"""

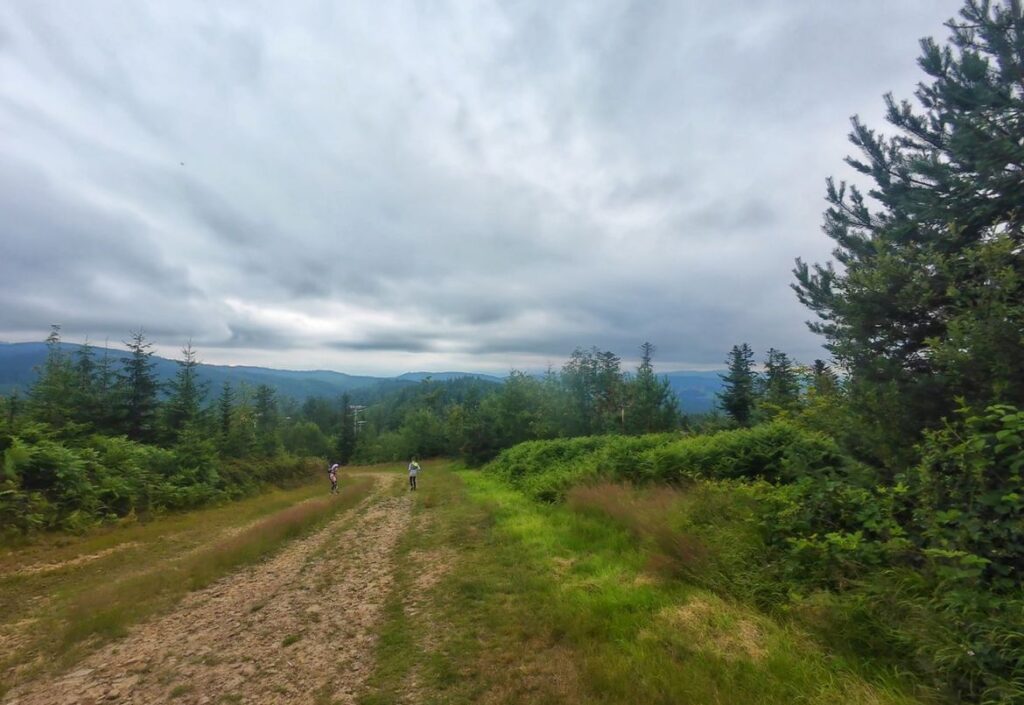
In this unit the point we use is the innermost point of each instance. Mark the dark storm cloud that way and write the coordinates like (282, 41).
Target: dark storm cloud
(381, 188)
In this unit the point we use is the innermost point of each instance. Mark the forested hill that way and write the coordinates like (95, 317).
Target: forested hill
(18, 362)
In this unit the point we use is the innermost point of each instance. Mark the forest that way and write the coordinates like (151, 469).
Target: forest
(878, 495)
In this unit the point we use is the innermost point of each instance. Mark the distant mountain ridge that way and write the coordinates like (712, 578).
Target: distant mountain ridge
(696, 390)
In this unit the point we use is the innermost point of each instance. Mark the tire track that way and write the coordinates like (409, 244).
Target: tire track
(298, 628)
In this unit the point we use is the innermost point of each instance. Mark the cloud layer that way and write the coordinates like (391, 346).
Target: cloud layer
(384, 187)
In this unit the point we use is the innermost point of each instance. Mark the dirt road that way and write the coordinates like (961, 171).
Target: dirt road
(298, 628)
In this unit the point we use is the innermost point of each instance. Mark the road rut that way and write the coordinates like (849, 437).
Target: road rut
(298, 628)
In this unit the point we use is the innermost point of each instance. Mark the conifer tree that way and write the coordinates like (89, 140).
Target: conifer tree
(186, 392)
(653, 405)
(138, 387)
(781, 384)
(265, 408)
(225, 405)
(738, 394)
(928, 302)
(345, 443)
(85, 404)
(50, 396)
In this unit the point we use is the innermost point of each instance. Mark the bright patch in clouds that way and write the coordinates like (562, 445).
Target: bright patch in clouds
(379, 188)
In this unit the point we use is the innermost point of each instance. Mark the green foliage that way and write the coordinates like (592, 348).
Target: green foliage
(47, 484)
(967, 498)
(922, 573)
(927, 304)
(777, 451)
(652, 405)
(137, 387)
(739, 394)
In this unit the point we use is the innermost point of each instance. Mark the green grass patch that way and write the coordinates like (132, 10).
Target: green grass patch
(571, 604)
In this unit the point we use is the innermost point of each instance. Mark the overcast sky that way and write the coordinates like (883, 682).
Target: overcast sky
(384, 187)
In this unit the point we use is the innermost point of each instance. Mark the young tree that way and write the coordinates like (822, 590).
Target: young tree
(186, 392)
(49, 398)
(738, 395)
(653, 405)
(138, 387)
(266, 420)
(781, 384)
(823, 379)
(345, 441)
(225, 406)
(928, 303)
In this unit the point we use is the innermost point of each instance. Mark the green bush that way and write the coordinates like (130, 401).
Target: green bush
(46, 484)
(925, 573)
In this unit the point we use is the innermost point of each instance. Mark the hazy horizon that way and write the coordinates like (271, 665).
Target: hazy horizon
(376, 190)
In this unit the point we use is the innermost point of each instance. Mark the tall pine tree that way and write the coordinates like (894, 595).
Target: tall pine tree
(653, 405)
(738, 394)
(928, 302)
(138, 387)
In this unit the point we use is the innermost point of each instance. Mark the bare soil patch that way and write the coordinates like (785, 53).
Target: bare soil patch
(298, 628)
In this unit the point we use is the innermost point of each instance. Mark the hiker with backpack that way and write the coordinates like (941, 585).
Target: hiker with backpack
(414, 470)
(333, 475)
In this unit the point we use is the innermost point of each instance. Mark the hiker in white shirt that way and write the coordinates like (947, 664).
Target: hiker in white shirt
(333, 477)
(414, 469)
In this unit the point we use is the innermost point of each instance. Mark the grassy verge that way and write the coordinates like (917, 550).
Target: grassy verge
(84, 605)
(568, 605)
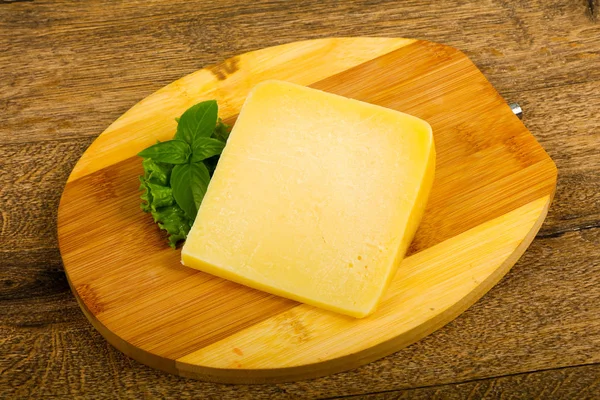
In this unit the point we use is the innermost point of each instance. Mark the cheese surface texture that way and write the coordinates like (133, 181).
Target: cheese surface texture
(316, 198)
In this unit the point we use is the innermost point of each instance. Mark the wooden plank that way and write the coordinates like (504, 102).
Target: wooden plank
(564, 383)
(50, 347)
(58, 71)
(135, 292)
(139, 47)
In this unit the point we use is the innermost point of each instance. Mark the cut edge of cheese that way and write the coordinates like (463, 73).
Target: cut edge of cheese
(401, 246)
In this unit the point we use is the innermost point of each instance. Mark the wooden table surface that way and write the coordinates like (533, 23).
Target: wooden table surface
(68, 69)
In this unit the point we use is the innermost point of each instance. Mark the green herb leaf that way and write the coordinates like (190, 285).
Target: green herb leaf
(173, 220)
(197, 121)
(156, 172)
(162, 196)
(189, 183)
(172, 152)
(204, 148)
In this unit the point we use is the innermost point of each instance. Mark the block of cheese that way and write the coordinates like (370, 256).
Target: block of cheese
(316, 198)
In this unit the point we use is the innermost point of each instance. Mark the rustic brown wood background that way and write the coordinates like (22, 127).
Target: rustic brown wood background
(68, 69)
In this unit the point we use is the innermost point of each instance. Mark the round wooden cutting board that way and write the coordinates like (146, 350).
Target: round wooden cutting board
(492, 190)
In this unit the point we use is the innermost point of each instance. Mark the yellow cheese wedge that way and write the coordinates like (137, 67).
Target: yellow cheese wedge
(316, 198)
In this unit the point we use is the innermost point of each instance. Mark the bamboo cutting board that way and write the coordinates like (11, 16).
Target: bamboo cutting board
(492, 190)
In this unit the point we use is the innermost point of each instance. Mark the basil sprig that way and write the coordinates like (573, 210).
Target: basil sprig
(177, 172)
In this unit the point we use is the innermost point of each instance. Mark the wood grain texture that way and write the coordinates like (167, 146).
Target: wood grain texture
(492, 190)
(57, 56)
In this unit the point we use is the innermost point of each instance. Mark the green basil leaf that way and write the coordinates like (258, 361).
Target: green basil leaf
(173, 220)
(204, 148)
(197, 121)
(156, 172)
(171, 151)
(189, 183)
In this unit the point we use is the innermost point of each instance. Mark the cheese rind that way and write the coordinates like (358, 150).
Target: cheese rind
(316, 198)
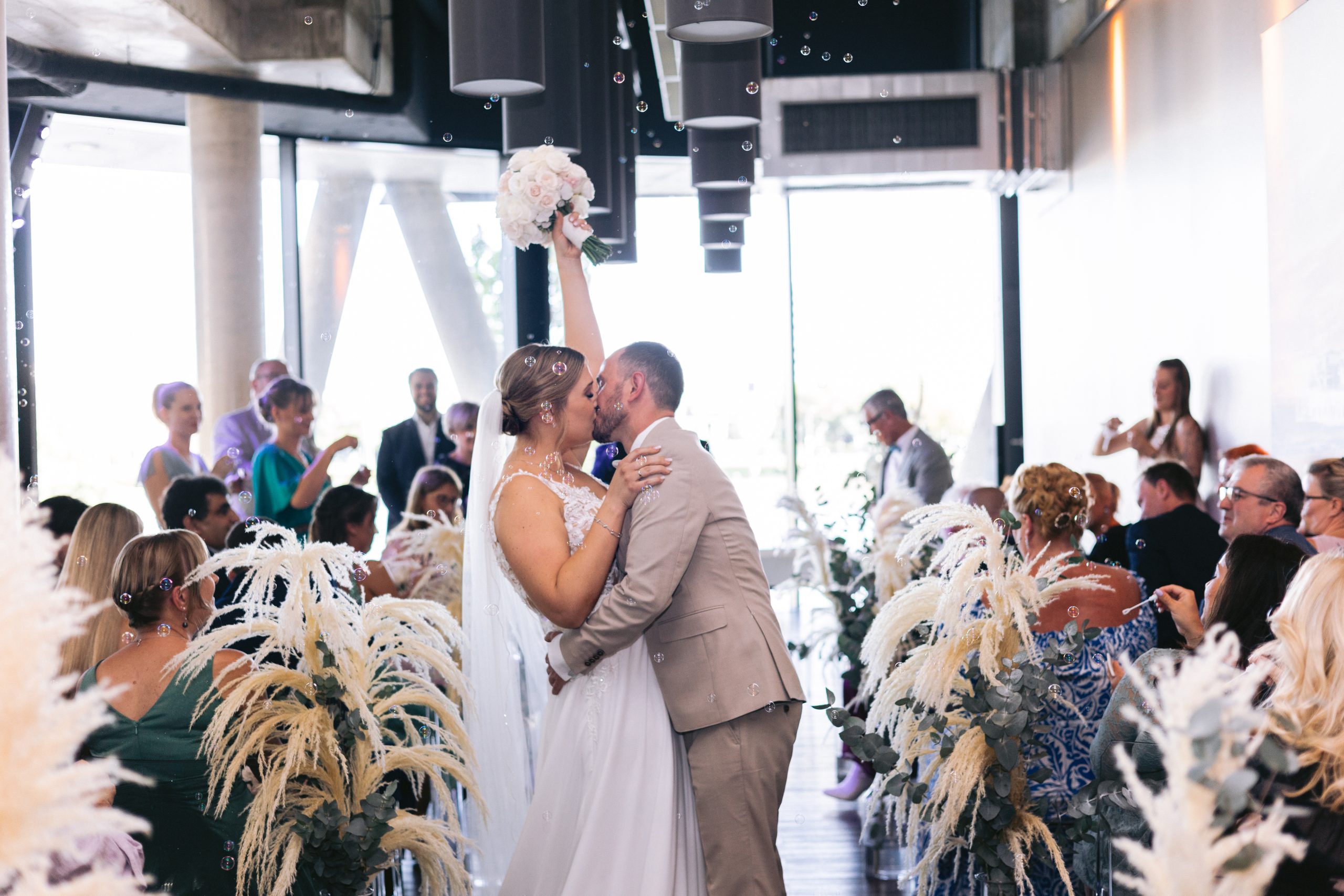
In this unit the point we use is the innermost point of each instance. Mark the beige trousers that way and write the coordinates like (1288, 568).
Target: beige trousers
(738, 770)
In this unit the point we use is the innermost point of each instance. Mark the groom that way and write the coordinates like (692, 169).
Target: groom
(691, 585)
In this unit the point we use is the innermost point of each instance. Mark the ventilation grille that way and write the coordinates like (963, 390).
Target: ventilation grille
(942, 123)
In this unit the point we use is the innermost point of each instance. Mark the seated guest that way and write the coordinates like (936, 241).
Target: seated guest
(64, 512)
(1049, 500)
(178, 406)
(1170, 434)
(99, 537)
(344, 515)
(1249, 583)
(1306, 710)
(1263, 498)
(200, 504)
(913, 460)
(413, 444)
(1323, 505)
(1175, 543)
(158, 723)
(287, 480)
(1102, 503)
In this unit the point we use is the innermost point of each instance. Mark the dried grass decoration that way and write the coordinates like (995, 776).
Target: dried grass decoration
(1205, 721)
(344, 698)
(49, 803)
(952, 723)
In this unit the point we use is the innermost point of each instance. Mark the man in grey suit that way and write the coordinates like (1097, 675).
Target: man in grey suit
(691, 585)
(913, 458)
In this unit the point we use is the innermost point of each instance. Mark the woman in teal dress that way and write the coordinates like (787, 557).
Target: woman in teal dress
(287, 480)
(190, 848)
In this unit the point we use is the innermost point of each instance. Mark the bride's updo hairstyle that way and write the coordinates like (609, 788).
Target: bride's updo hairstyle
(534, 376)
(1053, 496)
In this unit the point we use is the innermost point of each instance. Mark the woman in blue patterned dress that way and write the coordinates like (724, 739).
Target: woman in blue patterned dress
(1052, 501)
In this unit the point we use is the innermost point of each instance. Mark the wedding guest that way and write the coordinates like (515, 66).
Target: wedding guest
(201, 504)
(1102, 503)
(158, 723)
(1170, 434)
(344, 515)
(913, 460)
(99, 537)
(64, 512)
(178, 406)
(1306, 710)
(287, 480)
(1323, 505)
(1049, 501)
(1175, 543)
(1263, 496)
(413, 444)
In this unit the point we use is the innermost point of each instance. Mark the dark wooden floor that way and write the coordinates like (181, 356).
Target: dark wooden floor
(819, 836)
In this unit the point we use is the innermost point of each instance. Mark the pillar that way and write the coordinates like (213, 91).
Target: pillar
(227, 241)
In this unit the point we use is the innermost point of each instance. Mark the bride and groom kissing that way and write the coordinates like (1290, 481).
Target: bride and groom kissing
(671, 705)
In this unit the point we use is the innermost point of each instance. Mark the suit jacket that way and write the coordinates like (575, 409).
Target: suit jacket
(690, 582)
(1179, 547)
(400, 458)
(924, 467)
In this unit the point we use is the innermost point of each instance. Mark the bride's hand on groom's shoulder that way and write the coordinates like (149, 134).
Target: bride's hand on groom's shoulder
(643, 468)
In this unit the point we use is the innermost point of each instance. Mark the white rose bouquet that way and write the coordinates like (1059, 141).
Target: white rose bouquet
(539, 183)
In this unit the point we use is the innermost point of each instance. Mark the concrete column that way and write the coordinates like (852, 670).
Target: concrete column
(449, 289)
(226, 227)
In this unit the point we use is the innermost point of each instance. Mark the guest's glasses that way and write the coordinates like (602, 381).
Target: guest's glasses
(1235, 493)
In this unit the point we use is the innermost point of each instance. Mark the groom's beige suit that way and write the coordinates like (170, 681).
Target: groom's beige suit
(690, 582)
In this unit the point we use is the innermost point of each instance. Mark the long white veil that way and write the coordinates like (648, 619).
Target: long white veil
(505, 660)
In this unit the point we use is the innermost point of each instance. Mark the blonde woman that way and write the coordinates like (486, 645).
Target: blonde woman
(1308, 715)
(99, 537)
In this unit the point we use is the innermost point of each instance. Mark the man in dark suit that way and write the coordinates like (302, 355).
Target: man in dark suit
(1175, 542)
(913, 458)
(417, 441)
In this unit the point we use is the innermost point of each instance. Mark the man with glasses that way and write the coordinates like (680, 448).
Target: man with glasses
(1264, 498)
(913, 458)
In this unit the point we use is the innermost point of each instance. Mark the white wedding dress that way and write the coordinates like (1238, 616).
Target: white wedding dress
(612, 812)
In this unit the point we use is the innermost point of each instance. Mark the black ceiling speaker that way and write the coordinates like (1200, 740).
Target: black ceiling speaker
(725, 205)
(496, 47)
(722, 159)
(721, 83)
(722, 261)
(553, 116)
(721, 20)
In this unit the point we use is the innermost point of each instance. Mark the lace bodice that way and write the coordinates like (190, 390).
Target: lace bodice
(581, 508)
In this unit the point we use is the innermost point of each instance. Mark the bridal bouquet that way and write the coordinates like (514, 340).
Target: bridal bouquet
(542, 186)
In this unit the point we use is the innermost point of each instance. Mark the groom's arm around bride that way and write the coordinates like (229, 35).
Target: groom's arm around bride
(692, 586)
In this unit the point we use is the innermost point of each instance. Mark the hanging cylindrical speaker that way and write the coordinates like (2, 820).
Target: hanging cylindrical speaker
(722, 159)
(722, 234)
(721, 20)
(496, 47)
(725, 205)
(721, 85)
(722, 261)
(553, 116)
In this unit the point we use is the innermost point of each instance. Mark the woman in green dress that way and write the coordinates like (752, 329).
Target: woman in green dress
(287, 480)
(190, 848)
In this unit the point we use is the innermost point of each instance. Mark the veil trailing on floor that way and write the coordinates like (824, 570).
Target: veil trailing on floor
(505, 660)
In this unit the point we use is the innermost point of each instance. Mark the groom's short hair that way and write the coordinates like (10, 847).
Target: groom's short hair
(662, 371)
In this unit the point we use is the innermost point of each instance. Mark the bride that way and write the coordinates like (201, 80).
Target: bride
(598, 801)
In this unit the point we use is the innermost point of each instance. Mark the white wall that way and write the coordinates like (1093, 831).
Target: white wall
(1156, 244)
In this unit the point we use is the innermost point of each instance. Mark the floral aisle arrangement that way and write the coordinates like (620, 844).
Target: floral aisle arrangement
(346, 698)
(1203, 718)
(952, 722)
(50, 804)
(539, 187)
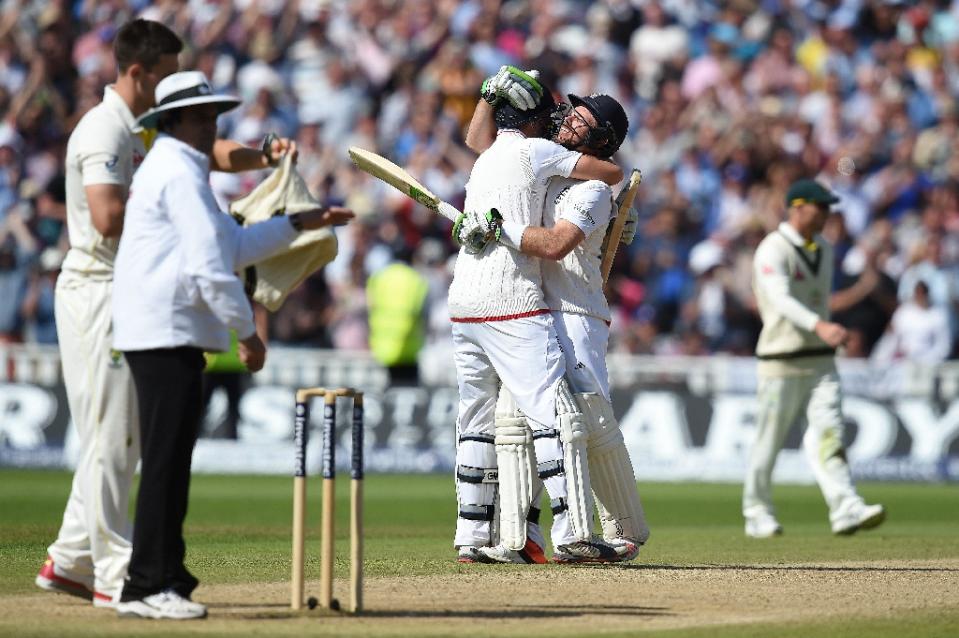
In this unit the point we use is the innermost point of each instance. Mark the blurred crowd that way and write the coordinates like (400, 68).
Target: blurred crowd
(728, 103)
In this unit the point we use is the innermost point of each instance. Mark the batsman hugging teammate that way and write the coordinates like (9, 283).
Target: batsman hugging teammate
(573, 289)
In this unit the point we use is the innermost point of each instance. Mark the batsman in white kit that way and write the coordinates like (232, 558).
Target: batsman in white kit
(792, 280)
(503, 332)
(576, 217)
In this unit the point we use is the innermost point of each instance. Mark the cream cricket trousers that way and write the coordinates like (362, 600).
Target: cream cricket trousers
(93, 545)
(781, 400)
(525, 356)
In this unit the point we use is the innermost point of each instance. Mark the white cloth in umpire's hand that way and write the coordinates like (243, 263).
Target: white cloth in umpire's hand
(282, 193)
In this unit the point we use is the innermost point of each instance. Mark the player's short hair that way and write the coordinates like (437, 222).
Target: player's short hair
(144, 42)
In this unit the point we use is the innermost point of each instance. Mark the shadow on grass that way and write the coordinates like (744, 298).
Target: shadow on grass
(763, 568)
(516, 612)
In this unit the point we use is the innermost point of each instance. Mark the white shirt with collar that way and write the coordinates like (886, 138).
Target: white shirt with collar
(175, 282)
(104, 148)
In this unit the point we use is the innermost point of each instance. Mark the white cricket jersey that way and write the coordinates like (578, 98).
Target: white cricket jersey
(792, 283)
(575, 283)
(510, 176)
(104, 148)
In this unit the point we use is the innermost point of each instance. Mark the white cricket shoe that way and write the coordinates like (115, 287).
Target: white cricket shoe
(166, 604)
(595, 550)
(763, 525)
(856, 516)
(467, 554)
(105, 601)
(532, 553)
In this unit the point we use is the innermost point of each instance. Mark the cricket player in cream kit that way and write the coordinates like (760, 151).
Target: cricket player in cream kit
(792, 280)
(89, 558)
(570, 245)
(503, 332)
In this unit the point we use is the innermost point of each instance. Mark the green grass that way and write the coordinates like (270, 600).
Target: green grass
(238, 531)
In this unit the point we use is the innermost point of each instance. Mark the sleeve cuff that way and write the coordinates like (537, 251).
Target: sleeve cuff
(511, 234)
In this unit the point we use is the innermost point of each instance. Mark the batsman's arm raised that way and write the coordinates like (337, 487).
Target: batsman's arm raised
(482, 128)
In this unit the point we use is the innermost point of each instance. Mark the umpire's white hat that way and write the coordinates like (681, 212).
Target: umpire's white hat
(186, 88)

"""

GOAL » Rewrite the records from the line containing "like (963, 390)." through the line containing "(1052, 501)", both included, swapping "seated guest" for "sitting guest" and leaving everything else unchanged. Give only those lines.

ANSWER IN FULL »
In this unit the point we use is the innermost point of each instance. Mark the ventilation grille that way and write the coordinates like (963, 390).
Target: ventilation grille
(942, 123)
In this unit the point we use is the innermost point of each instance. Mark the sitting guest that way and write the coordinates like (936, 241).
Target: sitting guest
(64, 512)
(1049, 500)
(178, 406)
(1170, 434)
(99, 537)
(344, 515)
(1249, 583)
(1306, 710)
(1263, 498)
(200, 504)
(913, 460)
(413, 444)
(1323, 505)
(1175, 543)
(158, 723)
(287, 480)
(1102, 503)
In this unit the point we use is the innermost point of each instance. Mark the dried grass decoration that way and write the coordinates like (995, 776).
Target: dried grass decoration
(1205, 721)
(344, 698)
(49, 803)
(952, 723)
In this unit the point we use is the innermost point of each instance. Mark the man in grey suit that way and write the coordinates like (1097, 675).
Target: man in grey suit
(691, 585)
(913, 458)
In this unit the point we use is the innermost point of each instance. Mark the woman in teal dress that way and write the coordinates like (787, 557).
Target: woman in teal dress
(287, 480)
(190, 848)
In this unit the point we use is the innermost point of each instance. Mark the bride's updo hairstyle that way and write the coordinates like (609, 788).
Target: bride's updo hairstyle
(534, 376)
(1053, 496)
In this unit the point we use is the innermost point of each instance. Mark the woman in blue patterned dress that way and write the coordinates like (724, 739).
Target: woman in blue patterned dress
(1052, 501)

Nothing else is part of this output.